Excerpts from point annotation data:
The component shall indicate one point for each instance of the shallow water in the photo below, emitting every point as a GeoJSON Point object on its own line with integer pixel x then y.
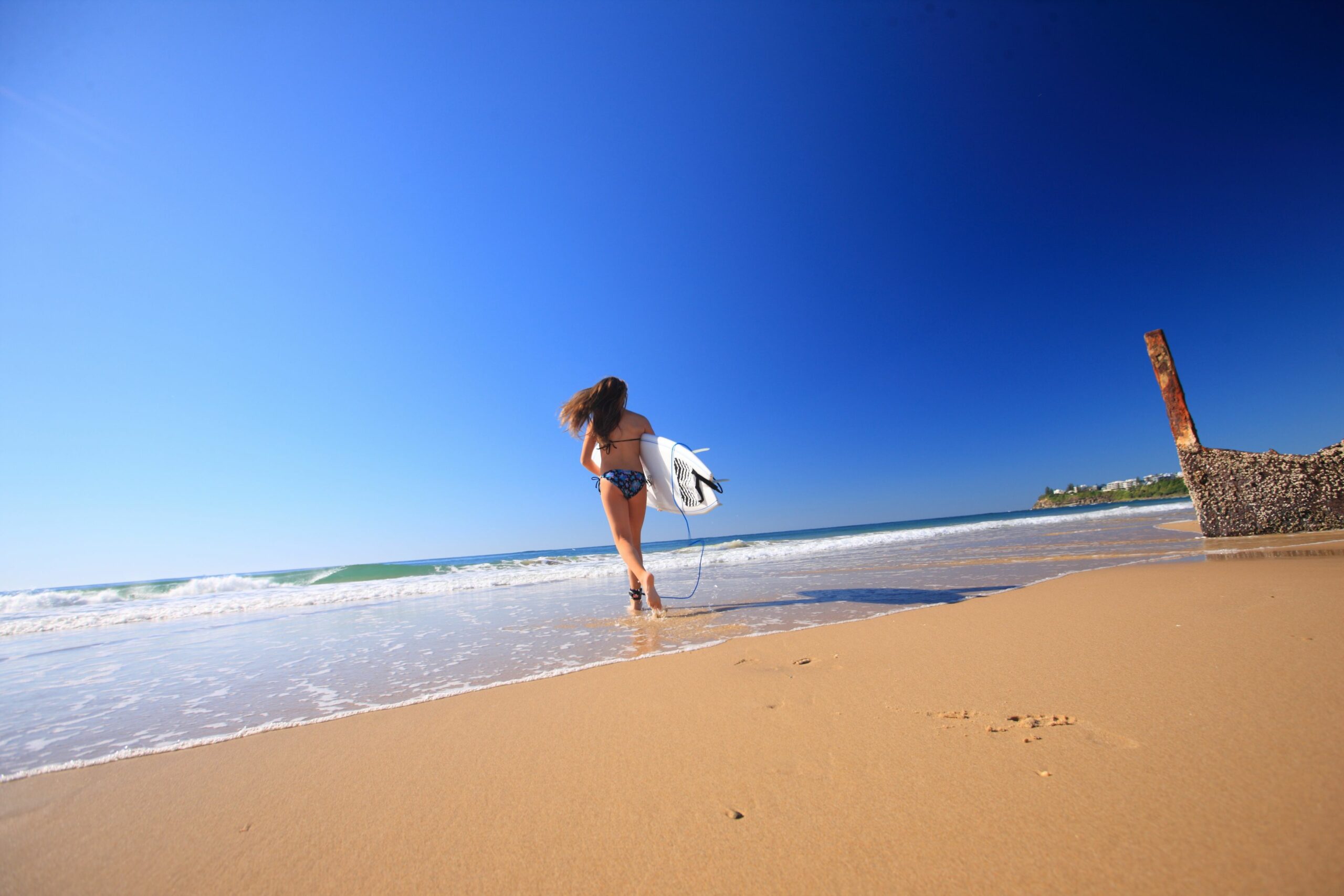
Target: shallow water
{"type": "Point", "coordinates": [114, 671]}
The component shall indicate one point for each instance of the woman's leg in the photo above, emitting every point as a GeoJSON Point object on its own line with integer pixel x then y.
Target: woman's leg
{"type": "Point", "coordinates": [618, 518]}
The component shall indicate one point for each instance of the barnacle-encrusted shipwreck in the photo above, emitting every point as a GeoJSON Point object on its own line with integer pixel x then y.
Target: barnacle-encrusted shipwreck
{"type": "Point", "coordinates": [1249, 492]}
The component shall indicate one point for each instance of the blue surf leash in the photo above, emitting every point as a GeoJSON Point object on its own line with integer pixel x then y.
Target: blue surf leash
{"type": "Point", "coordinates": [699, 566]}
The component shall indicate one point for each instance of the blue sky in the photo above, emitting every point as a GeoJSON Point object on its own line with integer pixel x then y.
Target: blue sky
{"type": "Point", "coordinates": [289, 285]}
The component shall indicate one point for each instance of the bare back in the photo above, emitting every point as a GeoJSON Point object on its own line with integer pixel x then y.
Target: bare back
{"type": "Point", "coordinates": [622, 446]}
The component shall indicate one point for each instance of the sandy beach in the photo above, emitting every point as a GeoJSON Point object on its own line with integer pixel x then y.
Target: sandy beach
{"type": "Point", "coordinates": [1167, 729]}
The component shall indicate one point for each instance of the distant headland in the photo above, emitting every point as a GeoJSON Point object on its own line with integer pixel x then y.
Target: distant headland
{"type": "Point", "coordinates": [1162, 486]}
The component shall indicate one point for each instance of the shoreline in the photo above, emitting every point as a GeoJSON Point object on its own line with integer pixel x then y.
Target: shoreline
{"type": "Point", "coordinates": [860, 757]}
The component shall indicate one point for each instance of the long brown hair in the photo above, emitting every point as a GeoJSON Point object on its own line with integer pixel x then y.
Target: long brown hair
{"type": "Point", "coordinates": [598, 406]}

EXERCISE OBJECTIVE:
Arrange the lines of the listing, starting at the line containing "the blue surf" and ending at the final line of the listing, as a Markdown table with the columns "No." and "Line". Omit any blank lines.

EXERCISE ANSWER:
| No. | Line |
|---|---|
| 1 | The component shall indicate one point for each instance of the blue surf leash in the photo above, emitting every point as a GeoJSON Point object on its own line with integer pixel x then y. |
| 2 | Target: blue surf leash |
| 3 | {"type": "Point", "coordinates": [699, 566]} |
| 4 | The component shall indicate one point for each instance of the blue sky in the photo above, emitting every point as a GeoJSON Point object on its own line with integer pixel x then y. |
| 5 | Target: blue sky |
| 6 | {"type": "Point", "coordinates": [289, 285]} |
| 7 | The component shall indicate one point for each instance of the bare back in the photo above, emitting every point as a GeoJSON Point object on its own line with integer pixel x then y. |
| 8 | Target: bare back |
| 9 | {"type": "Point", "coordinates": [622, 446]} |
| 10 | The component shall indicate one point for each instance of the sandy beach in the photo above, emitting every point as a GeoJSON Point object on its own line with integer pixel x then y. |
| 11 | Target: sandy beach |
| 12 | {"type": "Point", "coordinates": [1167, 729]} |
| 13 | The component shall indicate one point for each instance of the distant headland in the photo above, emitting every point as a GeoJSON Point object on its own line with integer pixel x then y. |
| 14 | Target: distant headland |
| 15 | {"type": "Point", "coordinates": [1162, 486]} |
| 16 | The component shall indicate one point for each instance of the shoreline in the photo above, emitting every point as a GeoJSON Point object on its own line with integer pixel x then y. |
| 17 | Target: shoreline |
| 18 | {"type": "Point", "coordinates": [860, 757]} |
| 19 | The component shall indicate one point for each instance of the long brown hair in the photo above, emitting every point as a GeoJSON Point object on its own line with integer pixel x then y. |
| 20 | Target: long brown hair |
| 21 | {"type": "Point", "coordinates": [598, 406]} |